_Problem statement:_ Return each line of the material below that contains the word "shirt".

Begin Input for this task

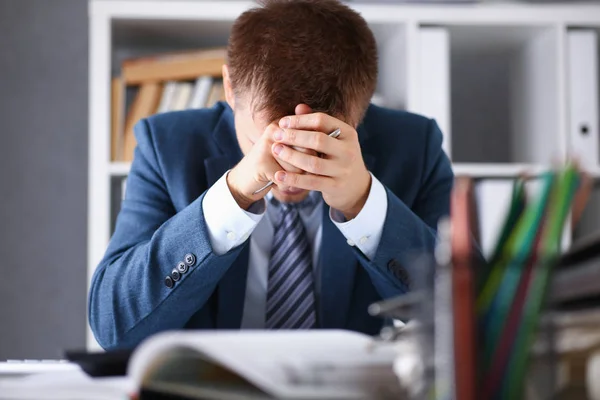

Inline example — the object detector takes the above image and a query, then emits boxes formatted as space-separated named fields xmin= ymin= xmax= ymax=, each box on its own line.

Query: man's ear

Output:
xmin=223 ymin=64 xmax=235 ymax=110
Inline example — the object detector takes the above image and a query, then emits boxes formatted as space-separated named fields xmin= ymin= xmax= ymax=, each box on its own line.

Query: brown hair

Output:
xmin=228 ymin=0 xmax=377 ymax=124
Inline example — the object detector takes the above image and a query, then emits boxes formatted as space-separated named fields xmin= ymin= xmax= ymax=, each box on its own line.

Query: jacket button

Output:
xmin=171 ymin=268 xmax=181 ymax=282
xmin=177 ymin=262 xmax=188 ymax=274
xmin=183 ymin=253 xmax=196 ymax=267
xmin=387 ymin=259 xmax=410 ymax=287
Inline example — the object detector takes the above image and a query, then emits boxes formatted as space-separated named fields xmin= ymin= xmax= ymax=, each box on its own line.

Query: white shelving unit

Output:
xmin=88 ymin=0 xmax=600 ymax=348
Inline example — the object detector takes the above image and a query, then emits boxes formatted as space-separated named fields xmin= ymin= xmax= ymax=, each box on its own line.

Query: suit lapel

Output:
xmin=204 ymin=103 xmax=243 ymax=187
xmin=204 ymin=103 xmax=250 ymax=329
xmin=319 ymin=204 xmax=357 ymax=329
xmin=216 ymin=240 xmax=250 ymax=329
xmin=319 ymin=121 xmax=375 ymax=329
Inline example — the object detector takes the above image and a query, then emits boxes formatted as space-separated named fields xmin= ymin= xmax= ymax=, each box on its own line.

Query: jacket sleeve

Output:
xmin=88 ymin=120 xmax=242 ymax=349
xmin=355 ymin=120 xmax=454 ymax=299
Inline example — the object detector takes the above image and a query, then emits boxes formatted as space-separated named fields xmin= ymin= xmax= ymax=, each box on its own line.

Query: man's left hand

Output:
xmin=271 ymin=107 xmax=371 ymax=220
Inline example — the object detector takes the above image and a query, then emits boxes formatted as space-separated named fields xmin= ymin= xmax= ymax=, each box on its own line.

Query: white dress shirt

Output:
xmin=202 ymin=171 xmax=388 ymax=329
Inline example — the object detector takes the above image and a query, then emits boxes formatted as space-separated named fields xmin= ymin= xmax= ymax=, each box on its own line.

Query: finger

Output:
xmin=273 ymin=129 xmax=340 ymax=155
xmin=275 ymin=171 xmax=333 ymax=192
xmin=279 ymin=113 xmax=347 ymax=134
xmin=294 ymin=104 xmax=313 ymax=115
xmin=271 ymin=143 xmax=339 ymax=176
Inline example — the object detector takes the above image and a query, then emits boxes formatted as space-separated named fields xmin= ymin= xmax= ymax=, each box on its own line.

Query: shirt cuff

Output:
xmin=329 ymin=174 xmax=388 ymax=260
xmin=202 ymin=171 xmax=266 ymax=255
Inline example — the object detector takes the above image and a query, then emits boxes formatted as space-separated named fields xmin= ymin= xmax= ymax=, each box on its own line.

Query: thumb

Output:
xmin=295 ymin=104 xmax=313 ymax=115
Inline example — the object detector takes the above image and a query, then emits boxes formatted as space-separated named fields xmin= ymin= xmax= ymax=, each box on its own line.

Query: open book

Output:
xmin=128 ymin=331 xmax=403 ymax=399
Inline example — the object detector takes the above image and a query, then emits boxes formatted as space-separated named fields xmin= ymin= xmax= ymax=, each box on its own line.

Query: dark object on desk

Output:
xmin=549 ymin=230 xmax=600 ymax=308
xmin=65 ymin=350 xmax=133 ymax=377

End Input for this task

_Result for this task:_
Query: white dress shirt
Query: shirt cuff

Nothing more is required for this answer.